Text shown.
Request review of device tree documentation

Mon Jun 14 15:40:19 EDT 2010

On Mon, 14 Jun 2010, Mitch Bradley wrote:

> Nicolas Pitre wrote:
> > On Mon, 14 Jun 2010, Mitch Bradley wrote:
> > 
> >   
> > > First, the primary use case for "keeping OFW alive" is for debugging
> > > purposes.
> > > OFW remains resident in memory so that, if the OS is set to allow it (not
> > > the
> > > default), a hot-key freezes the OS and enters OFW, where a human can
> > > inspect
> > > the state of devices and OS data structures. A high skill level is
> > > required,
> > > so it's okay if some fiddling is necessary to find or establish virtual
> > > addresses or do similar magic .      
> > 
> > Why would you impose such pain on yourself in order to try to make OFW a
> > viable debugging tool on ARM for live kernels, while you can achieve the
> > same and more much less intrusively and so much more safely with a JTAG
> > based debugger?
> > 
> > If the cost of a JTAG solution is a concern, you can order USB based JTAG
> > dongles on the net for less than $30 and use them with OpenOCD[1].
> >   
> 
> If OFW is present on the machine, when a customer reports a problem I 
> can tell them to do x and y and z and tell me what they see.  In this 
> manner, I have often solved difficult problems in minutes or hours.

That's assuming OFW is still intact somewhere and unaffected by said 
problem.

> Arranging for a JTAG dongle to appear at the customer site, then 
> getting it set up and the necessary software installed and configured 
> on a suitable host system, typically requires several days at best, 
> plus potentially a lot of fiddling depending on what sort of host 
> system the customer happens to have.

Well, if I may use the SheevaPlug as an example, the actual FT2232 chip 
currently used in most of those USB-JTAG dongle was provided directly on 
the board.  So you have this standard mini-B type USB connector on the 
side of the device from which you get both a serial console and a JTAG 
interface.  All you need is a standard USB cable, just like the one you 
get with a MP3 player or a digital camera, so there are plenty of those 
around.

Software wise, people have provided self contained packages containing 
OpenOCD, the necessary recovery binary images, and a script to bind it 
all into a nice debricking utility for when you blow your flash content 
away.

Oh and OpenOCD runs on Linux, Mac OS as well as Windows.

So there are ways to customize things and make this really straight 
forward to users.  But in the SheevaPlug case this ease of use was also 
planned further by integrating easy JTAG access into the hardware 
design.  And a couple other ARM boards out there are doing the same 
thing too.

> The phrase "impose such pain on yourself" presupposes that the 
> technical challenges are much harder than they actually are.  In fact, 
> most of the pain comes from dealing with the "yuck, why would you ever 
> want to do that" argument.  I first experienced that argument in 1982, 
> when Tom Lyon - Sun's Unix driver expert at the time - threatened to 
> "scratch my disk" if I ported Forth to the Sun 1 machine.  Tom later 
> recanted and said that he was very glad that I had done so, after I 
> used it to solve several stop-ship problems that came close to killing 
> the company.

Sure. Pioneering solutions to save your life is always worth the pain.  
But in this case some solutions were already developed and in use today.  
So all you'll be doing here is sort of reinventing the wheel with the 
only major benefit that it is a wheel that you're familiar with, while 
the rest of the crowd is using another one already.

> > Otherwise, what's wrong with already supported kgdb, or even kdb?

Supplied material.
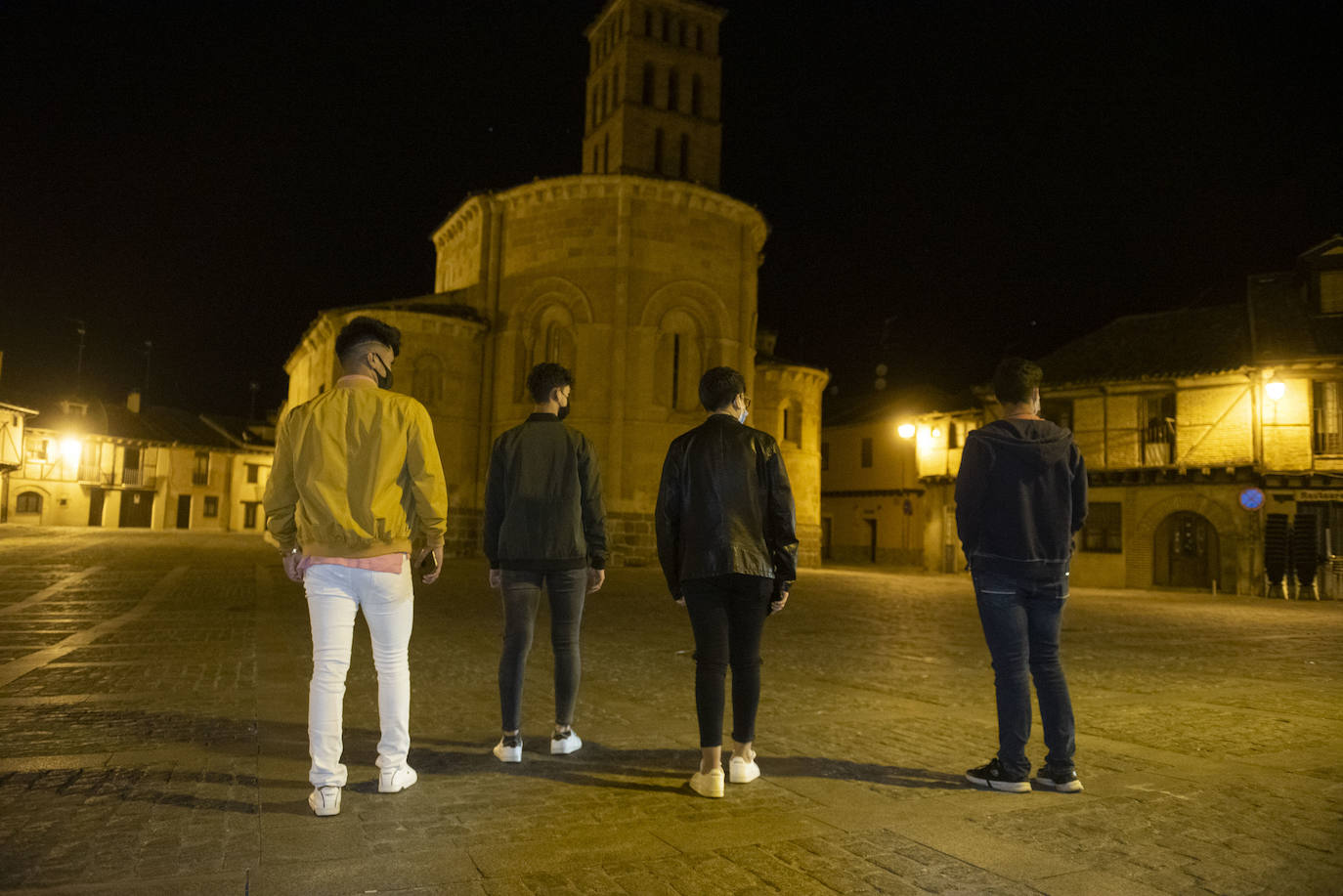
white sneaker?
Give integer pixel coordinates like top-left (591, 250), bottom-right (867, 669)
top-left (690, 768), bottom-right (722, 796)
top-left (308, 785), bottom-right (340, 817)
top-left (728, 756), bottom-right (760, 785)
top-left (550, 728), bottom-right (583, 756)
top-left (377, 766), bottom-right (419, 794)
top-left (495, 735), bottom-right (522, 762)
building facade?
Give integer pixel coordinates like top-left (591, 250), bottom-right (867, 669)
top-left (284, 0), bottom-right (829, 564)
top-left (4, 394), bottom-right (274, 532)
top-left (821, 388), bottom-right (948, 569)
top-left (917, 236), bottom-right (1343, 598)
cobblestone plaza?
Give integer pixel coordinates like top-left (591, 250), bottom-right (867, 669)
top-left (0, 527), bottom-right (1343, 895)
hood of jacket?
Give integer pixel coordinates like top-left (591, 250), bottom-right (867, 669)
top-left (975, 419), bottom-right (1073, 469)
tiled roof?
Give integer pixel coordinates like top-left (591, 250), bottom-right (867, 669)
top-left (1247, 273), bottom-right (1343, 363)
top-left (821, 386), bottom-right (969, 426)
top-left (1039, 305), bottom-right (1250, 387)
top-left (28, 399), bottom-right (241, 448)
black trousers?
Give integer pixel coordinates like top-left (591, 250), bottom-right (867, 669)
top-left (681, 575), bottom-right (773, 747)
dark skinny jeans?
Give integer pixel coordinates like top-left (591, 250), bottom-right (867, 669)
top-left (681, 575), bottom-right (773, 747)
top-left (971, 573), bottom-right (1077, 775)
top-left (499, 569), bottom-right (586, 731)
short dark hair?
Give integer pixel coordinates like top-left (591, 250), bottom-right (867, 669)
top-left (336, 316), bottom-right (402, 363)
top-left (994, 358), bottom-right (1045, 405)
top-left (700, 366), bottom-right (747, 411)
top-left (527, 362), bottom-right (574, 405)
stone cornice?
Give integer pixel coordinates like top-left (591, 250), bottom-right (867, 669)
top-left (431, 175), bottom-right (769, 254)
top-left (757, 359), bottom-right (830, 388)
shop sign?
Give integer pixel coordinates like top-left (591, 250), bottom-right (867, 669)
top-left (1296, 489), bottom-right (1343, 504)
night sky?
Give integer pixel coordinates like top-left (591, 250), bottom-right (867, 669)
top-left (0, 0), bottom-right (1343, 412)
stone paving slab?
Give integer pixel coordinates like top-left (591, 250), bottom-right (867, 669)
top-left (0, 528), bottom-right (1343, 895)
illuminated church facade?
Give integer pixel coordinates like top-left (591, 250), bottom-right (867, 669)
top-left (284, 0), bottom-right (829, 566)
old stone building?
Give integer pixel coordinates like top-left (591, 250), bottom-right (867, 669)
top-left (896, 236), bottom-right (1343, 598)
top-left (284, 0), bottom-right (829, 563)
top-left (0, 392), bottom-right (276, 533)
top-left (821, 388), bottom-right (948, 567)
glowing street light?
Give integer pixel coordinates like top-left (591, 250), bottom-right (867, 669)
top-left (61, 435), bottom-right (83, 463)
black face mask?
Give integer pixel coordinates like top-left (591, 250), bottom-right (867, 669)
top-left (373, 355), bottom-right (392, 388)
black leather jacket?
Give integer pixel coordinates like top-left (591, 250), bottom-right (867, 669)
top-left (654, 413), bottom-right (798, 598)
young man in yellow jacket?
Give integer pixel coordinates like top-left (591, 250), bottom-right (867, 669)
top-left (265, 317), bottom-right (448, 816)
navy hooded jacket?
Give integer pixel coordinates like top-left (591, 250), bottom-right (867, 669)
top-left (956, 419), bottom-right (1087, 576)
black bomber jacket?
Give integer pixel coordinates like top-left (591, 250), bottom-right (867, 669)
top-left (485, 413), bottom-right (606, 571)
top-left (654, 413), bottom-right (798, 598)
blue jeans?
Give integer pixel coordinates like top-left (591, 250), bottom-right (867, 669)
top-left (971, 571), bottom-right (1076, 775)
top-left (499, 569), bottom-right (586, 731)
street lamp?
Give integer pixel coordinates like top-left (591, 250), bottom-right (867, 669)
top-left (61, 435), bottom-right (83, 463)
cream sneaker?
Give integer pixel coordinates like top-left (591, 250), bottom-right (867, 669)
top-left (495, 735), bottom-right (522, 762)
top-left (690, 768), bottom-right (722, 798)
top-left (728, 755), bottom-right (760, 785)
top-left (377, 766), bottom-right (419, 794)
top-left (550, 728), bottom-right (583, 756)
top-left (308, 785), bottom-right (340, 818)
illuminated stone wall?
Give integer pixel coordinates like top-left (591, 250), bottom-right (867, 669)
top-left (748, 360), bottom-right (830, 567)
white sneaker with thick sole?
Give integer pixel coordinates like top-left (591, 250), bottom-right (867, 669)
top-left (495, 735), bottom-right (522, 762)
top-left (728, 756), bottom-right (760, 785)
top-left (690, 768), bottom-right (722, 798)
top-left (308, 785), bottom-right (340, 818)
top-left (377, 766), bottom-right (419, 794)
top-left (550, 728), bottom-right (583, 756)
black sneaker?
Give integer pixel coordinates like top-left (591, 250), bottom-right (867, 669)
top-left (1035, 766), bottom-right (1082, 794)
top-left (966, 759), bottom-right (1030, 794)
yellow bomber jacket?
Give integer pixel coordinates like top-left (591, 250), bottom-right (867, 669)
top-left (265, 376), bottom-right (448, 558)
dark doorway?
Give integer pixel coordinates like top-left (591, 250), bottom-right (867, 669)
top-left (119, 489), bottom-right (154, 530)
top-left (1152, 510), bottom-right (1229, 588)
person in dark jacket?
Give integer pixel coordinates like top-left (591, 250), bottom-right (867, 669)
top-left (956, 358), bottom-right (1087, 792)
top-left (654, 366), bottom-right (798, 796)
top-left (485, 363), bottom-right (606, 762)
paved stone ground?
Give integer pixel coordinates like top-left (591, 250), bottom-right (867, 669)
top-left (0, 527), bottom-right (1343, 895)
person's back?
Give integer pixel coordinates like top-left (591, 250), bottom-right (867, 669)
top-left (484, 362), bottom-right (606, 762)
top-left (282, 377), bottom-right (446, 558)
top-left (485, 413), bottom-right (606, 570)
top-left (956, 419), bottom-right (1087, 575)
top-left (662, 413), bottom-right (797, 581)
top-left (653, 366), bottom-right (798, 796)
top-left (265, 317), bottom-right (448, 816)
top-left (956, 358), bottom-right (1087, 792)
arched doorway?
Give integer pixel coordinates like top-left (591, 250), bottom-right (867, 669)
top-left (1152, 510), bottom-right (1225, 588)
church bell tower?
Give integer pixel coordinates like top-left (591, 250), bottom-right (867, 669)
top-left (583, 0), bottom-right (726, 190)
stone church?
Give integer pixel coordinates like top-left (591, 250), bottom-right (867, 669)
top-left (284, 0), bottom-right (829, 566)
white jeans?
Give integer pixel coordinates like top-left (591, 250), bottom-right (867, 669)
top-left (304, 559), bottom-right (415, 788)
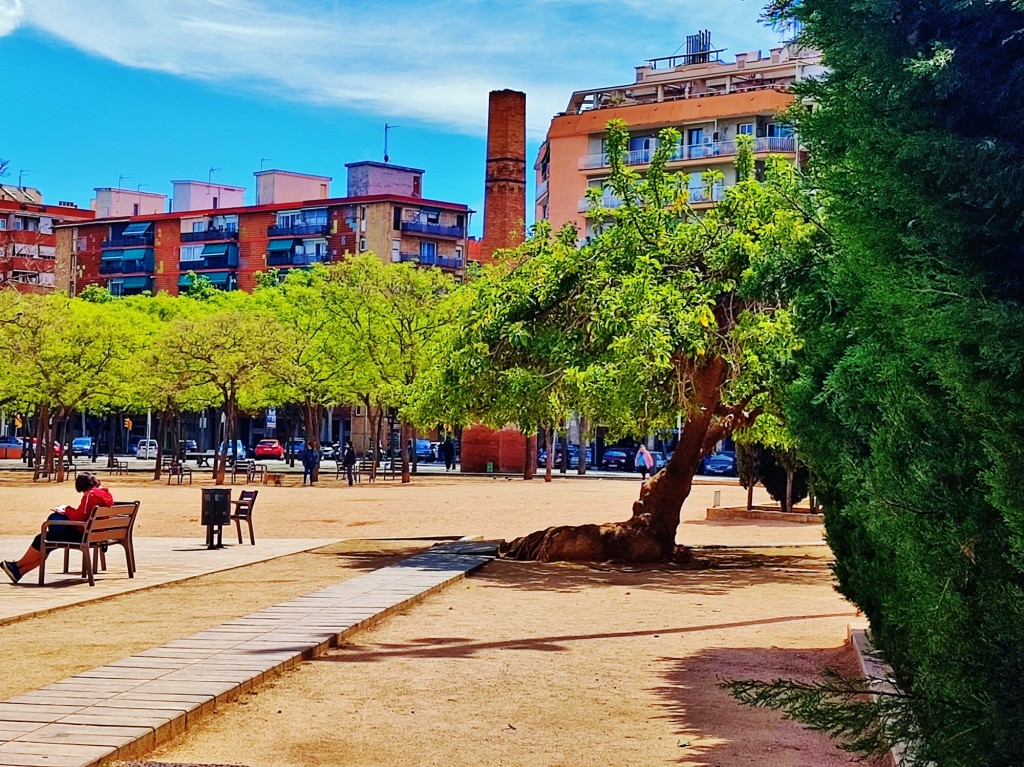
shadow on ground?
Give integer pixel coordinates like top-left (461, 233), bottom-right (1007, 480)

Given exercise 1. Repeat the part of the OFW debugging text between "But in this" and "or even kdb?", inclusive.
Given exercise 2. In the records, write out the lines between the line holding "cobblestone plaza?" and the line holding "top-left (0, 0), bottom-right (1343, 412)", inclusive, with "integer" changed to "whole-number" and nothing else altered. Give only those lines.

Written answer 1.
But in this case some solutions were already developed and in use today.  
So all you'll be doing here is sort of reinventing the wheel with the 
only major benefit that it is a wheel that you're familiar with, while 
the rest of the crowd is using another one already.

> > Otherwise, what's wrong with already supported kgdb, or even kdb?

Written answer 2.
cobblestone plaza?
Give whole-number pixel coordinates like top-left (591, 250), bottom-right (867, 669)
top-left (0, 527), bottom-right (1343, 895)
hood of jacket?
Give whole-number pixel coordinates like top-left (591, 250), bottom-right (867, 669)
top-left (975, 419), bottom-right (1073, 469)
tiled roof?
Give whole-number pixel coordinates like top-left (591, 250), bottom-right (867, 669)
top-left (1247, 273), bottom-right (1343, 363)
top-left (821, 386), bottom-right (969, 426)
top-left (1039, 305), bottom-right (1250, 387)
top-left (28, 399), bottom-right (241, 448)
black trousers?
Give whole-number pixel coordinates like top-left (591, 250), bottom-right (867, 669)
top-left (681, 575), bottom-right (773, 747)
dark skinny jeans?
Give whole-number pixel coordinates like top-left (591, 250), bottom-right (867, 669)
top-left (681, 575), bottom-right (773, 747)
top-left (971, 573), bottom-right (1077, 775)
top-left (499, 569), bottom-right (586, 731)
short dark hair?
Give whole-number pixel coordinates like top-left (591, 250), bottom-right (867, 669)
top-left (336, 316), bottom-right (402, 363)
top-left (994, 358), bottom-right (1045, 405)
top-left (700, 366), bottom-right (747, 411)
top-left (527, 362), bottom-right (574, 405)
stone cornice?
Give whole-number pixel coordinates like top-left (591, 250), bottom-right (867, 669)
top-left (431, 175), bottom-right (769, 254)
top-left (757, 359), bottom-right (830, 388)
shop sign?
Give whole-number pixel coordinates like top-left (591, 250), bottom-right (867, 669)
top-left (1296, 489), bottom-right (1343, 504)
night sky?
Give whole-number pixel coordinates like top-left (591, 250), bottom-right (867, 669)
top-left (0, 0), bottom-right (1343, 412)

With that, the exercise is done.